# Onsicom Fibre Optic Broadband



## Sherrie (Dec 31, 2010)

Hi all,

Does anyone have fibre optic broadband with a company called Onsicom?

They have recently installed fibre optic broadband in our apartment block in Fuengirola and although I'm interested enough in it to consider cancelling the contract I have with my current internet provider, I wondered if anyone with first-hand experience could tell me if they are using it and if they're happy with it. (If not with Onsicom, then with another company).

Thanks in advance for any advice.


----------



## kalohi (May 6, 2012)

They supply fiber optic broadband in my town, although unfortunately not to my street. But I do know people in my town who use them, and they are very happy. I would switch to Onsicom in a heartbeat if I could.


----------



## Sherrie (Dec 31, 2010)

kalohi said:


> They supply fiber optic broadband in my town, although unfortunately not to my street. But I do know people in my town who use them, and they are very happy. I would switch to Onsicom in a heartbeat if I could.


Thank you kalohi,

You've told me exactly what I want to know - I appreciate your very helpful answer! 

I understand that fibre optic broadband is being rolled out extensively, so hopefully, it won't be long before you can take advantage of it too. 

Again, many thanks.


----------

------------------------------------------------------------------------

:: WRITTEN EXERCISE ::
Using the Onsicom forum thread, say whether each statement agrees with it, answering yes or no and quoting the words that decide it. 1. Sherrie's apartment block is in Fuengirola. 2. Onsicom supplies fiber optic broadband to kalohi's street. 3. Sherrie has already cancelled the contract with her current internet provider. The rows that follow aren't needed for anything here.

:: EXCERPTED RECORDS ::

------------------------------------------------------------------------

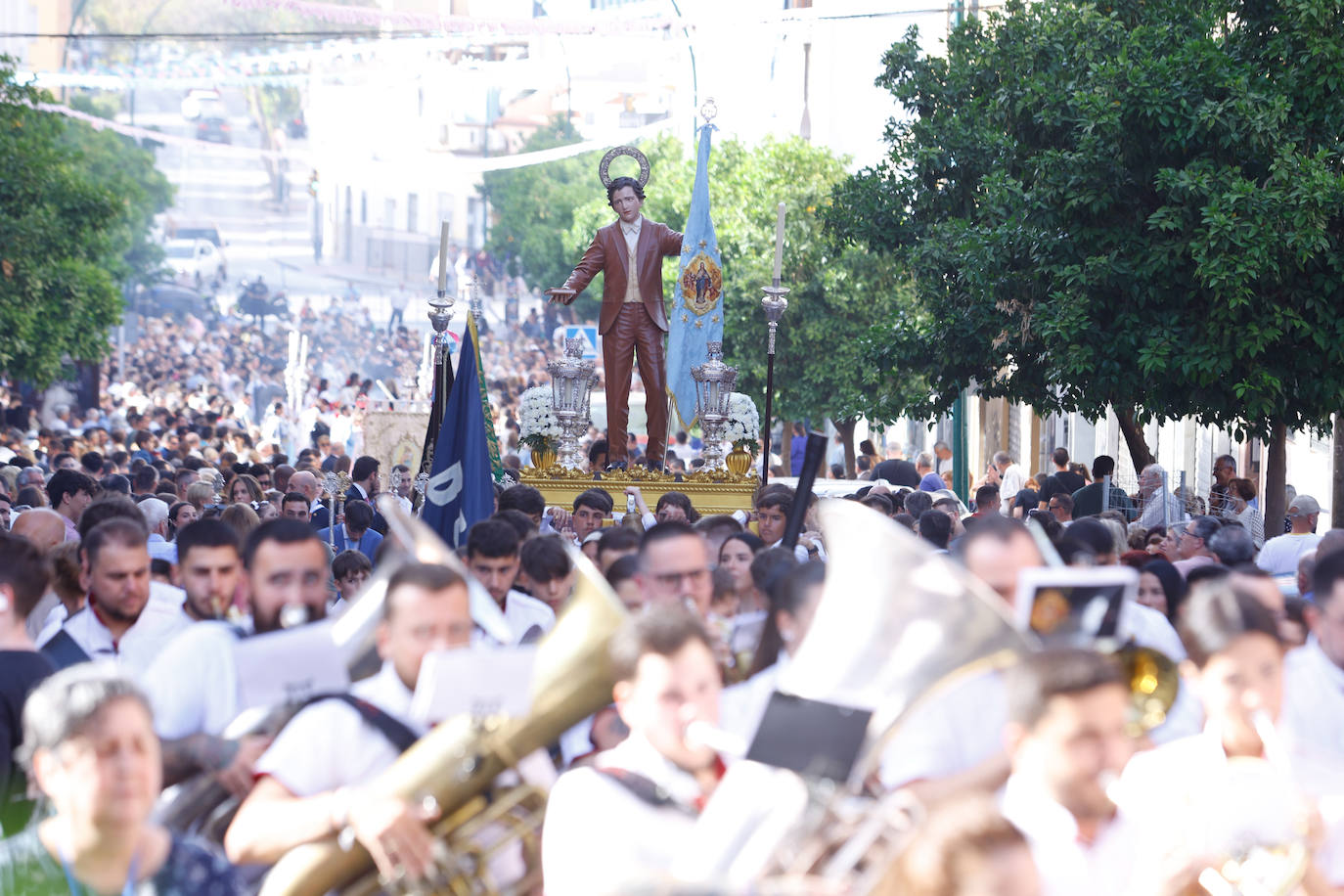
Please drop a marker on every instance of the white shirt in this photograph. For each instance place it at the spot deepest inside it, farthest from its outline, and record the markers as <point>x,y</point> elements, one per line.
<point>952,731</point>
<point>1153,510</point>
<point>957,729</point>
<point>632,244</point>
<point>1012,481</point>
<point>1314,700</point>
<point>1067,867</point>
<point>600,837</point>
<point>742,705</point>
<point>193,686</point>
<point>521,611</point>
<point>157,625</point>
<point>330,744</point>
<point>1181,794</point>
<point>1279,554</point>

------------------------------------------------------------------------

:: FINAL RESULT ::
1. Yes: "They have recently installed fibre optic broadband in our apartment block in Fuengirola"
2. No: "although unfortunately not to my street"
3. No: "I'm interested enough in it to consider cancelling the contract I have with my current internet provider"